Records from a data source:
-----

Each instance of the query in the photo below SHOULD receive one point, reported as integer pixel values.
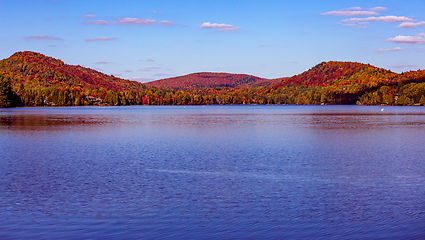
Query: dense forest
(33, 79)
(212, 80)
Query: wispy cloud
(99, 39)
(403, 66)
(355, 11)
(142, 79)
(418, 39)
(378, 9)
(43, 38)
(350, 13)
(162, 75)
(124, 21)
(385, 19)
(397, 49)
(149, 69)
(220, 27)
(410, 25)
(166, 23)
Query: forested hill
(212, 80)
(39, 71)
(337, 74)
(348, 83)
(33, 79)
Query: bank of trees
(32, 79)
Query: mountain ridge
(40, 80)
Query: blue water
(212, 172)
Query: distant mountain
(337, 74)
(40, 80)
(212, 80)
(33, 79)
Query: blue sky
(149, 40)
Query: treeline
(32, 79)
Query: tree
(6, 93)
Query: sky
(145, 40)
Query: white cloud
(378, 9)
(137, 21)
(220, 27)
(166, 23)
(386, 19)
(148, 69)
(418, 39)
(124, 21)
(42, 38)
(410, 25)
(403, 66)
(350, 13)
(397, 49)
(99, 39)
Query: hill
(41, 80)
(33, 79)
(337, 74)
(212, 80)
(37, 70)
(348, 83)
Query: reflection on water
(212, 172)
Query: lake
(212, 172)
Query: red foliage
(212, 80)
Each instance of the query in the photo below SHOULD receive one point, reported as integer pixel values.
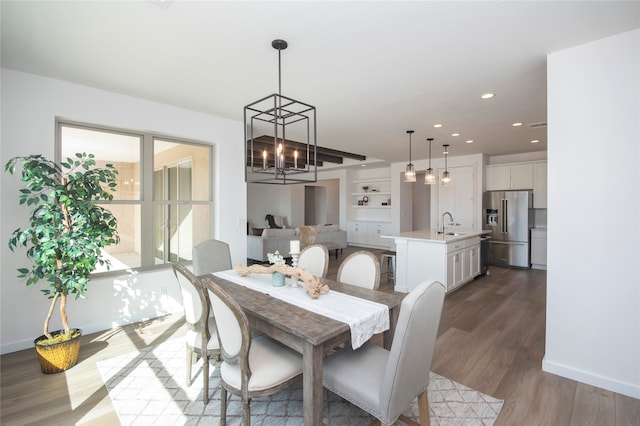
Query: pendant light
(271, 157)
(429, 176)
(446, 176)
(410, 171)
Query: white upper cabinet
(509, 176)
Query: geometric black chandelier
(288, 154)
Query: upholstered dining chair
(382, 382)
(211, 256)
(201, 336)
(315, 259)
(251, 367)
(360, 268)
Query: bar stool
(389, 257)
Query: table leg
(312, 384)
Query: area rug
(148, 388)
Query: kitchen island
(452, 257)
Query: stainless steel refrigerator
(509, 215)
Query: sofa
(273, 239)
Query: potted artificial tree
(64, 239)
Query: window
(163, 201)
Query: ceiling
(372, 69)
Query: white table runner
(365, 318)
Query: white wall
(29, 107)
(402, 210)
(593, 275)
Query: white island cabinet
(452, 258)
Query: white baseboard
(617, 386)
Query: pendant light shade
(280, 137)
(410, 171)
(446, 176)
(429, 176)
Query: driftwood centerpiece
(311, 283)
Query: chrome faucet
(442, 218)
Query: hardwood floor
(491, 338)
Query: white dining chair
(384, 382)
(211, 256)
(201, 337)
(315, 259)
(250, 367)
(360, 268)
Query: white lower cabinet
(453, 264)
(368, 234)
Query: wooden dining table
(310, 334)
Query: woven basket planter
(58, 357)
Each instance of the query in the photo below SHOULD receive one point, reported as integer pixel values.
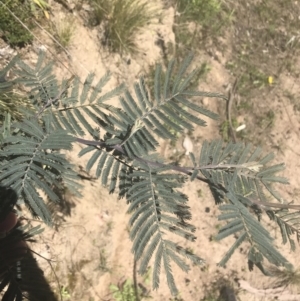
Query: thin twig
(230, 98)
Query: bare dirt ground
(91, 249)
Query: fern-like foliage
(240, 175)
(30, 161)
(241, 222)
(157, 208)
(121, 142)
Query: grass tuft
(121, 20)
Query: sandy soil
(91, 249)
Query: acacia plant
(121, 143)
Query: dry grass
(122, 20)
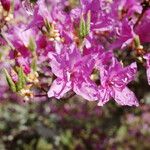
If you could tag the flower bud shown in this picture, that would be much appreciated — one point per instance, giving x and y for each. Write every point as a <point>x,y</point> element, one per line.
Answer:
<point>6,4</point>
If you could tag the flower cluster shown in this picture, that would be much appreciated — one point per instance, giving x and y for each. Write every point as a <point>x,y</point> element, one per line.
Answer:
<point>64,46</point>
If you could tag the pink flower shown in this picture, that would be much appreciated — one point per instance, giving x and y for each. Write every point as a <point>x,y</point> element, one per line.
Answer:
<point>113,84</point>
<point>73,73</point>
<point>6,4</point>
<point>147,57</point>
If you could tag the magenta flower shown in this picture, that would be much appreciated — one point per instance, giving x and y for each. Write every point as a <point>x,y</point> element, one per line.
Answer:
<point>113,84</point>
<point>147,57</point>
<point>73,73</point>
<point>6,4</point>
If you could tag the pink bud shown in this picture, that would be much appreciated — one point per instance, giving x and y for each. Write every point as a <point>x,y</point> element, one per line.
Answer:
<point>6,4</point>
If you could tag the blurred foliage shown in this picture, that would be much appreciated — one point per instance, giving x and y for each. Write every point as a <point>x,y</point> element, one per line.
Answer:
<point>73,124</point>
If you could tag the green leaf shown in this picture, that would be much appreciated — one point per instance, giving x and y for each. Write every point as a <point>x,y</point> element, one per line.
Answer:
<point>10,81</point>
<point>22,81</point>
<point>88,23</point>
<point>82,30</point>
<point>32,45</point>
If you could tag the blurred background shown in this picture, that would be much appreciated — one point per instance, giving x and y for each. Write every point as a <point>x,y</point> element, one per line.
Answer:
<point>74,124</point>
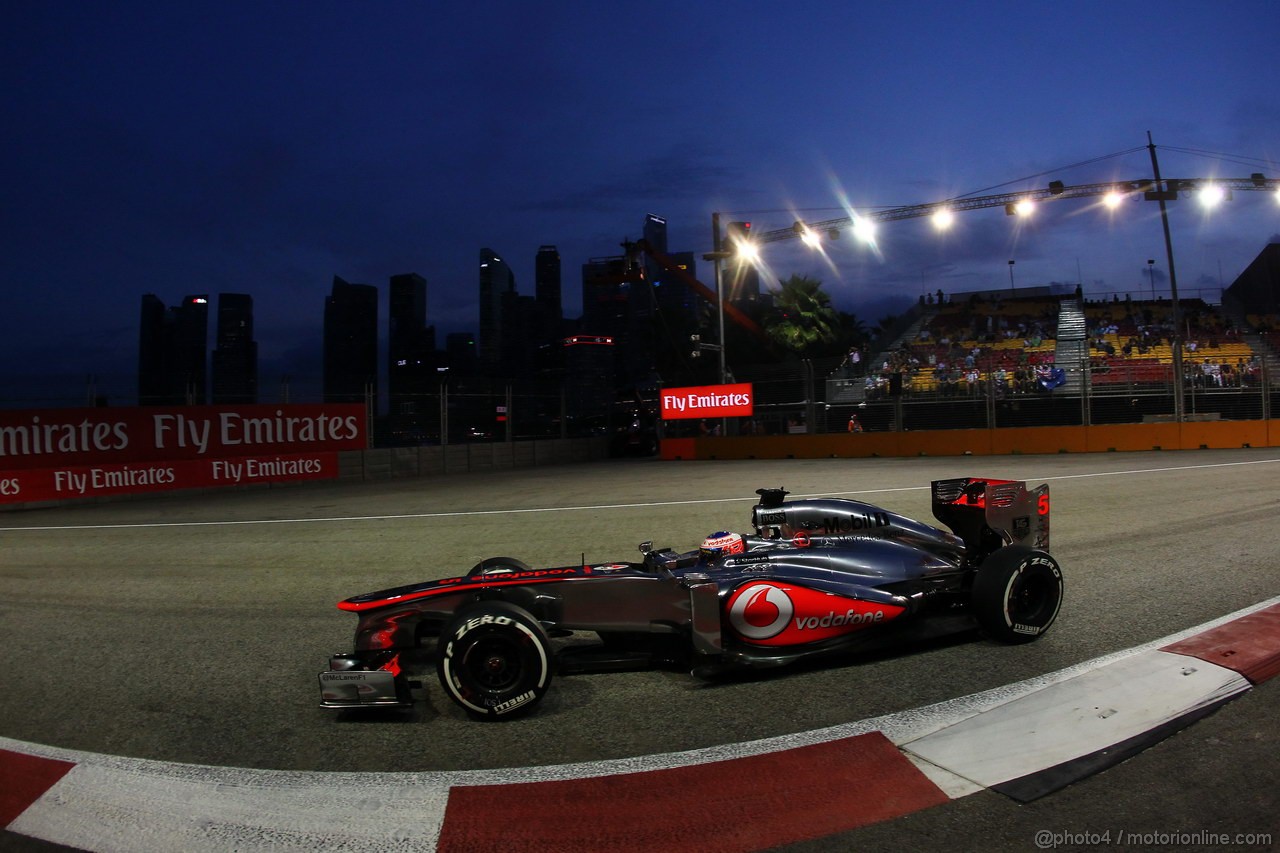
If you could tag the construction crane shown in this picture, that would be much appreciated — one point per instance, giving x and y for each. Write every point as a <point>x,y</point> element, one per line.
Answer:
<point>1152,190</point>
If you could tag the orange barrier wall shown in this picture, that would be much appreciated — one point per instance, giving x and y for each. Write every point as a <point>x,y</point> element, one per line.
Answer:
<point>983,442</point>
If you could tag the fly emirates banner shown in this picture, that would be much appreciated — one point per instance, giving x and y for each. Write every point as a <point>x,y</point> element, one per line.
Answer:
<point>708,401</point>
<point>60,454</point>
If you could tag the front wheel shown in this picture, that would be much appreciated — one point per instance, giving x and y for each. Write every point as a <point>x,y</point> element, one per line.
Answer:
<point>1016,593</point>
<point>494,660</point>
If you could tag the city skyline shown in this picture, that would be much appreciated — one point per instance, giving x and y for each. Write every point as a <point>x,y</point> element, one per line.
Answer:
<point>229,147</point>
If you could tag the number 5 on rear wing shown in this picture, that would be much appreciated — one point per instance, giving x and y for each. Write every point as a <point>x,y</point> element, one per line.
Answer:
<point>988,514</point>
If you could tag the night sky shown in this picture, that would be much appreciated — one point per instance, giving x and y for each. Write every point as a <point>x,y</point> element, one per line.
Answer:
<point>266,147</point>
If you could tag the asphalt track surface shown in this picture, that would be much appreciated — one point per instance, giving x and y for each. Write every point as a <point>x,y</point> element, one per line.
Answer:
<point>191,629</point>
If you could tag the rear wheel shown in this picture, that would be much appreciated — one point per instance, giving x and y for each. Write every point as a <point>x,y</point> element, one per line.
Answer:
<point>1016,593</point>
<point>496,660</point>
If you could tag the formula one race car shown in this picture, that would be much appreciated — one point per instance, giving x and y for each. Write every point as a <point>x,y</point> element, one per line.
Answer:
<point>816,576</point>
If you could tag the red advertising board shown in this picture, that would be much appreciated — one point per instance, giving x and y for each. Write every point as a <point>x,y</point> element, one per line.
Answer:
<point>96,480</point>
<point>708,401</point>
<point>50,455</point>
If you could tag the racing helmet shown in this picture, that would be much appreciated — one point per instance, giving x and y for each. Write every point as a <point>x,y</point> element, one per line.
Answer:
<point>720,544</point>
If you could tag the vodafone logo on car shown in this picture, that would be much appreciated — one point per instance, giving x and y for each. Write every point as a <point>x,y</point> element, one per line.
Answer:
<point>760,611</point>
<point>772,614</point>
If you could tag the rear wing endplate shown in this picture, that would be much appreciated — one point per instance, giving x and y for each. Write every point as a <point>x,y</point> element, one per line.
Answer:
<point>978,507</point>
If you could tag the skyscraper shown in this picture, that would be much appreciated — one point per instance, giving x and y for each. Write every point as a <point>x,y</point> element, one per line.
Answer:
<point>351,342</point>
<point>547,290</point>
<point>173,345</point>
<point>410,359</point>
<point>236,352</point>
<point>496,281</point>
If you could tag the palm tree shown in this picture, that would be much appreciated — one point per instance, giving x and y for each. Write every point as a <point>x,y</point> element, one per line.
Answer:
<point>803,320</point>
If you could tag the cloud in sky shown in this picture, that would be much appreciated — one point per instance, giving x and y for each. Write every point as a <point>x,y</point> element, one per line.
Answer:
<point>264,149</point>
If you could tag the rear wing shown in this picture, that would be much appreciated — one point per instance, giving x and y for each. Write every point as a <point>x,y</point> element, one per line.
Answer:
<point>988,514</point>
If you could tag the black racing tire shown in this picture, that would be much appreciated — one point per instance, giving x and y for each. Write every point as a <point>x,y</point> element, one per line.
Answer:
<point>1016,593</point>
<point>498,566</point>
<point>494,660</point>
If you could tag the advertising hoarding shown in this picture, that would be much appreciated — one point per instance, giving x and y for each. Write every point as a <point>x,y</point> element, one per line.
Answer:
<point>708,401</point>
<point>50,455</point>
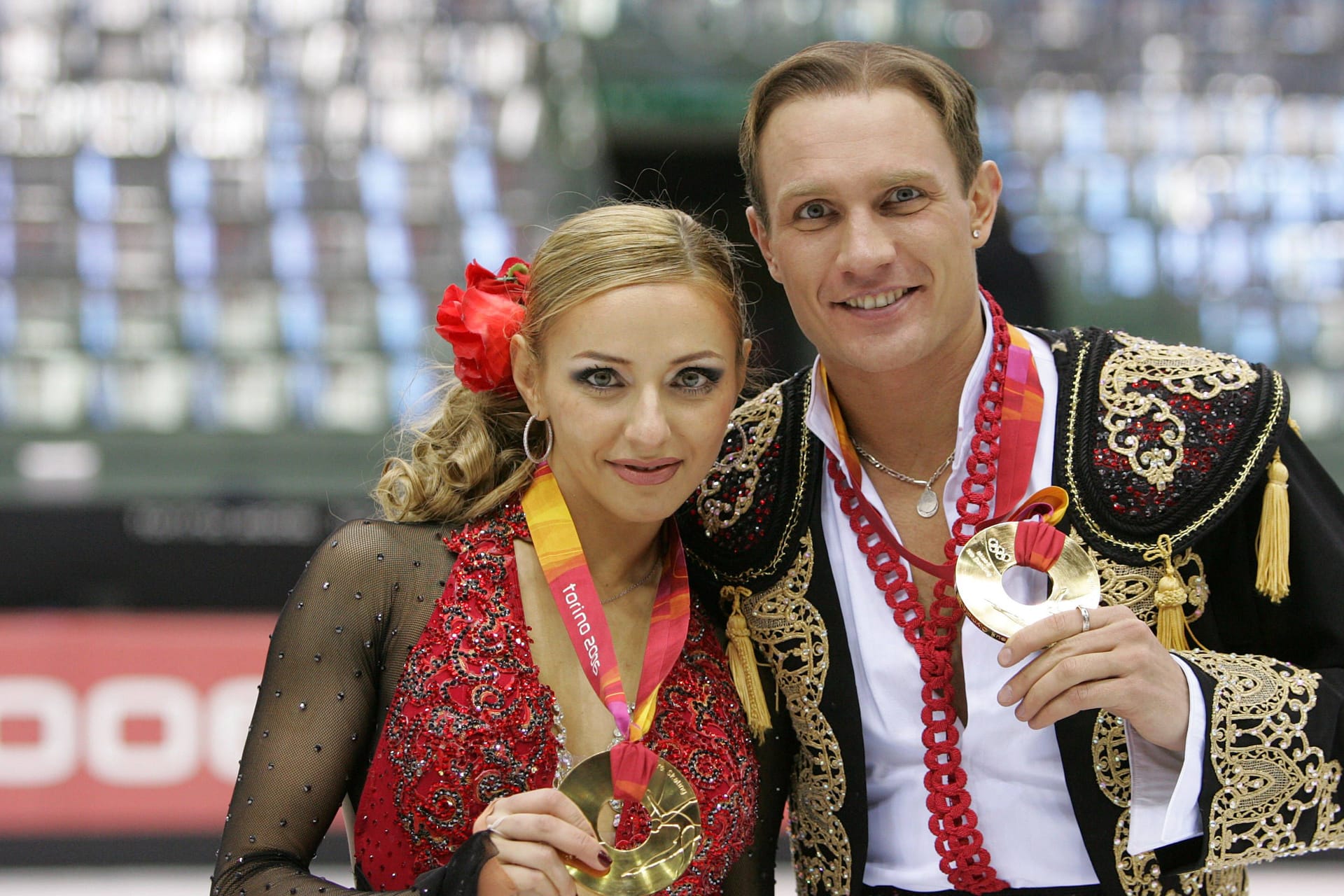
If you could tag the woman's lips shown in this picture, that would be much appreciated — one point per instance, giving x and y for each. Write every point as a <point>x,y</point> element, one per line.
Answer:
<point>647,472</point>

-----

WHAT YOU HAVE TO DO:
Taking the records above as a whole, work out how many of their lines hold the word "wheel". The reply should be that number alone.

RESPONSE TO THE TASK:
2